• **Written instruction**:
Using the article on the Peugeot 208 GTI spot, decide whether each statement agrees with it, answering yes or no and quoting the deciding words. 1. The new spot was created for the Peugeot 205 GTI. 2. Roughly 90 percent of the film was captured in 3D animation. 3. A real helicopter was filmed for the campaign.

• **Quoted text**:
::::

Mon, 06 Oct 2014 11:35:52 GMT
Gérard Pires’ legendary, James Bond-style ‘Bombardier’ spot for the Peugeot 205 GTI is legendary. Well the legend hath returned. BETC and Havas Düsseldorf recently teamed up with WIZZdesign directing collective Andy’s to bring to life a 21st century successor to Pires’ 1980s classic. Created for the Peugeot 208 GTI, the spot opens with footage of the original before the 208 pulls into shot and Andy’s work takes centre stage. And the catch? Not one car, plane, helicopter or even landscape was shot during the making of the campaign. In fact, around 90 per cent of the film was captured in 3D, photo real animation by Andy’s. Just vehicle interiors and the actors were filmed on green-screen and then added in post production to the 3D scenes. LBB’s Addison Capper spoke with Andy’s and producer Matthieu Poirier to talk technicalities around producing photo real animation, and why it was essential to produce Bombardier’s successor in this way.
NB: Check out a new making of film about halfway down the page. (You can turn English subtitles on.)
LBB> Why did the brief initially appeal to you?
A&MP> We got to make the successor to a legend!
LBB> The spot is a rebirth of Peugeot’s famous Bombardier film. What techniques did you use to keep that old school ‘Bond’ feeling but still make it fresh?

::::

Pointing dataset records

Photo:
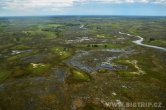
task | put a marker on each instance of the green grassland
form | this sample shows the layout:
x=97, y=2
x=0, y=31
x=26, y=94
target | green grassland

::::

• **Exercise solution**:
1. No: "Created for the Peugeot 208 GTI"
2. Yes: "around 90 per cent of the film was captured in 3D, photo real animation by Andy’s"
3. No: "Not one car, plane, helicopter or even landscape was shot during the making of the campaign"